* 課題: 抜粋によると、Llama 3の8Bモデルでパラメータ数が増加したのはなぜですか?1〜3文で説明してください。

··· 抜粋

Hugging Faceエコシステムとの統合
Llama 3は、以下のようにHugging Faceエコシステムに統合されています。
- Hubでのモデル公開(モデルカードとライセンス付き)
- 🤗 Transformersライブラリでの利用
- Llama 3の70Bモデル用のHugging Chatデモ
- Inference Endpoints、Google Cloud、Amazon SageMakerでの推論統合
- 🤗 TRLライブラリを使った8BモデルのシングルGPUでのファインチューニング例
Llama 3の新機能
Llama 3では、語彙数が128,256に拡張された新しいトークナイザーが使用されています(Llama 2の32,000から拡張)。これにより、入出力のテキストをより効率的にエンコードでき、多言語対応力が向上する可能性があります。ただし、埋め込み行列が大きくなるため、8Bモデルのパラメータ数が増加しています。
また、8Bモデルでは、長いコンテキストの処理に役立つ効率的な表現である「Grouped-Query Attention(GQA)」が使用されるようになりました。
🤗 Transformersライブラリでの利用方法
最新バージョンの🤗 Transformers(v4.40.0以降)を使うことで、Llama 3モデルを簡単に利用できます。以下はLlama 3の8Bインストラクションモデルを使った会話の例です。

······
··· 表示データ

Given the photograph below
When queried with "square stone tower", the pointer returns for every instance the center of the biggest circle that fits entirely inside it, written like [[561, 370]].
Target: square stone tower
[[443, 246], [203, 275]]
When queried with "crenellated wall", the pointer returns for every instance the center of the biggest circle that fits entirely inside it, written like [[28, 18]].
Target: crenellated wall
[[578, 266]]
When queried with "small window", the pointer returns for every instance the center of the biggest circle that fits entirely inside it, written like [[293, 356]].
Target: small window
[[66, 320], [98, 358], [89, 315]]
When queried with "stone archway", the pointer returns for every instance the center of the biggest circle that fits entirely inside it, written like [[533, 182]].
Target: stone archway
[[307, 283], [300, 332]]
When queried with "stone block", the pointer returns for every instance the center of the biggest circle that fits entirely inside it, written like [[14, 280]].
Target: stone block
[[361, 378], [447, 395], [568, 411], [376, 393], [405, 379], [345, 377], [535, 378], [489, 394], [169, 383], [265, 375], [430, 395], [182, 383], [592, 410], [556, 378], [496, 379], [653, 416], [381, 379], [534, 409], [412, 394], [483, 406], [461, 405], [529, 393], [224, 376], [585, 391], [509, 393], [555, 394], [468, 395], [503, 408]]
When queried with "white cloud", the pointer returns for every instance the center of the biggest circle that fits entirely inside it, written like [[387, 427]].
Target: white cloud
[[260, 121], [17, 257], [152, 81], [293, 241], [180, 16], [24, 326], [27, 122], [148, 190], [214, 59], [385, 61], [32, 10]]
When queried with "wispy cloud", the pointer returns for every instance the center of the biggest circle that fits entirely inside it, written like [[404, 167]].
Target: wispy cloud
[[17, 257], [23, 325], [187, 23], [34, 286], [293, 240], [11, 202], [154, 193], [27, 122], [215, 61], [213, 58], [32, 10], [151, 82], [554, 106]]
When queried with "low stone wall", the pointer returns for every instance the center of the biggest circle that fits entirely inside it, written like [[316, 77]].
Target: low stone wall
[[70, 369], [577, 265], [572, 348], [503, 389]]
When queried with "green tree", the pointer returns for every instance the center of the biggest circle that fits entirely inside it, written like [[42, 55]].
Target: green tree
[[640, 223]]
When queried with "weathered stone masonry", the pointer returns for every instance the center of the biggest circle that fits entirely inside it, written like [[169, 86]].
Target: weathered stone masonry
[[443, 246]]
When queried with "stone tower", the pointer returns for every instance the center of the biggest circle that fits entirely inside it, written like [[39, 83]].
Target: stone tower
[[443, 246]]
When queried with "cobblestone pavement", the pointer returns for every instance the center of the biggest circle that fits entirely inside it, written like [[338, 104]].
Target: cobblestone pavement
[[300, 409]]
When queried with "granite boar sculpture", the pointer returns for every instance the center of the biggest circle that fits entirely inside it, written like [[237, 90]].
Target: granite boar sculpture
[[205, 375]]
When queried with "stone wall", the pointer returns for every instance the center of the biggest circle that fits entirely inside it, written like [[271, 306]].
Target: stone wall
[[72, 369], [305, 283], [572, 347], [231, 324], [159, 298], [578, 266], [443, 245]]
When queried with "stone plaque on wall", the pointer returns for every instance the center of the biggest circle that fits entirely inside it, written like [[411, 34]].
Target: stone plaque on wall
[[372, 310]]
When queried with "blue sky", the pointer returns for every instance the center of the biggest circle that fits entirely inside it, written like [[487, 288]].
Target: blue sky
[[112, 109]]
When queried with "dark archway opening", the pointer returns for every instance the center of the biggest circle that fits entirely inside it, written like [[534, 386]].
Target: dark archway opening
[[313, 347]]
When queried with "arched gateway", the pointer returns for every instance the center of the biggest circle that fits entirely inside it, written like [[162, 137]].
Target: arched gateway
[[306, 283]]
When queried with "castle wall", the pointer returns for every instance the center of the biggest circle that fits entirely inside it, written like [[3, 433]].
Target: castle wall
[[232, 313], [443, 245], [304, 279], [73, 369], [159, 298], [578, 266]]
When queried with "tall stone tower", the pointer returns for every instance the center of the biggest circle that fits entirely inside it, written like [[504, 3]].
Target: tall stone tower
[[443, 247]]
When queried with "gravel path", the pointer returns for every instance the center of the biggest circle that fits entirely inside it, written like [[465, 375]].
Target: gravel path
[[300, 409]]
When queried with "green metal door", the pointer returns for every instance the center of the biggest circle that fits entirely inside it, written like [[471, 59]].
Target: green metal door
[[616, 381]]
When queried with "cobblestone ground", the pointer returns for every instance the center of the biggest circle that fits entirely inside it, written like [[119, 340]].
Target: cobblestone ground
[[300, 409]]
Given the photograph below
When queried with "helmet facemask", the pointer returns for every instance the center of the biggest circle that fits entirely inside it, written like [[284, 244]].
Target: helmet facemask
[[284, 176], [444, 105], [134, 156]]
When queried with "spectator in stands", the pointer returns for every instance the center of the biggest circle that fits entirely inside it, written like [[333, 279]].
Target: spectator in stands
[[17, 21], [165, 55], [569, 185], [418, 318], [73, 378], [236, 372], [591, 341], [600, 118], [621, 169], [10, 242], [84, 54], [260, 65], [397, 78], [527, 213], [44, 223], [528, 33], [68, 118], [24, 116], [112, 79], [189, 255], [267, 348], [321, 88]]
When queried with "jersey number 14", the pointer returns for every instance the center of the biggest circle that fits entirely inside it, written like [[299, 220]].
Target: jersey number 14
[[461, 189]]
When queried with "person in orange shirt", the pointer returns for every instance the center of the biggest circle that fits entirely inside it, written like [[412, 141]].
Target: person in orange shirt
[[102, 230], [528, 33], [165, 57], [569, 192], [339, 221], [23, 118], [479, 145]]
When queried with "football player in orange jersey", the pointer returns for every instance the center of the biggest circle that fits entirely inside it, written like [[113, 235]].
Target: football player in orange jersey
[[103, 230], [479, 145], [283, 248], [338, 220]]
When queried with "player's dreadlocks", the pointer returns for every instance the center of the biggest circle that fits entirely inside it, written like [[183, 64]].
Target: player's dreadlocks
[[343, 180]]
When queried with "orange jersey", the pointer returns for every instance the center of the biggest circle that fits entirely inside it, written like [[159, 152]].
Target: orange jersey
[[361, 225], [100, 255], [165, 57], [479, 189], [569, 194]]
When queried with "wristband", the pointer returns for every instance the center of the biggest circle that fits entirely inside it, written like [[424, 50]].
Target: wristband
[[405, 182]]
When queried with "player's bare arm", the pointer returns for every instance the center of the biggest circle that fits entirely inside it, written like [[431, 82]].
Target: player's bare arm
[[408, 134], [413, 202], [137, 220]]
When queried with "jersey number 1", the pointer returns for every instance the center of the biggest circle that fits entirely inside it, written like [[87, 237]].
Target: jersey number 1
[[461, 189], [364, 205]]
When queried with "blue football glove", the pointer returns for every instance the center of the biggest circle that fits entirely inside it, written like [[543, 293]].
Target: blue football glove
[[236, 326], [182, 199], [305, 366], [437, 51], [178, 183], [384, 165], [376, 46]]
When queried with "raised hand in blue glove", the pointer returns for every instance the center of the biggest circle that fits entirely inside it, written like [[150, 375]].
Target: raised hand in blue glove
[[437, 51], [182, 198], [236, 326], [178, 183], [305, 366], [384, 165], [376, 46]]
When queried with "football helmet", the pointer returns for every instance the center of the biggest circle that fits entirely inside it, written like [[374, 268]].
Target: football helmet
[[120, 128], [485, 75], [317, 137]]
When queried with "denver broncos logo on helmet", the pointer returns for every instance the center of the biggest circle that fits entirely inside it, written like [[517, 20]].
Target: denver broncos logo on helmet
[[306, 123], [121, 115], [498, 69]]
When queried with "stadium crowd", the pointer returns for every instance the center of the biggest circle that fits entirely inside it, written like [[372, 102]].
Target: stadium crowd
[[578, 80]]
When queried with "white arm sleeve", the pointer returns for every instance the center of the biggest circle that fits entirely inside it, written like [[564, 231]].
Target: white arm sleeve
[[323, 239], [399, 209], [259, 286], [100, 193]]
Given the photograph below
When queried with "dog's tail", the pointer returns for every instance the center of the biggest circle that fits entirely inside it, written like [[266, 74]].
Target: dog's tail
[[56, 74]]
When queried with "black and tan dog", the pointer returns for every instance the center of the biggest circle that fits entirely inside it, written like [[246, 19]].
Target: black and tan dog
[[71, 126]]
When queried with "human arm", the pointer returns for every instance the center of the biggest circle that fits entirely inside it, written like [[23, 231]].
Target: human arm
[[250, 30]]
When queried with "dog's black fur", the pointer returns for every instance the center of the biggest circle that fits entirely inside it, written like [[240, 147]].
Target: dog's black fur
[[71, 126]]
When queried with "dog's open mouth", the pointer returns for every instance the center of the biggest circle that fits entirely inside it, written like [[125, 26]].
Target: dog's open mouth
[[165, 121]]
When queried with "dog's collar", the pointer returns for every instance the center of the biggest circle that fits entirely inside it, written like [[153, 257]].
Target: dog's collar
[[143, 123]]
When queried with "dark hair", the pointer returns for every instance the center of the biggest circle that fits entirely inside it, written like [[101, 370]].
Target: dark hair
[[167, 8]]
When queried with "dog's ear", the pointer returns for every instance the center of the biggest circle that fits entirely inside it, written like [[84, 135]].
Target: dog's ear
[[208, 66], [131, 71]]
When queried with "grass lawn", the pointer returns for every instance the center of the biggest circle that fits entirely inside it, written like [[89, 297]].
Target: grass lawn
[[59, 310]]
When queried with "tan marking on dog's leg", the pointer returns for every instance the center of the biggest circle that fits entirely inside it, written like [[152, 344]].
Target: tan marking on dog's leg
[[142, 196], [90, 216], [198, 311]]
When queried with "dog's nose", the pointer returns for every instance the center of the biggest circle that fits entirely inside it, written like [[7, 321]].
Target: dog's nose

······

* 解答: 新しいトークナイザーの語彙数がLlama 2の32,000から128,256に拡張され、その分だけ埋め込み行列が大きくなったためです。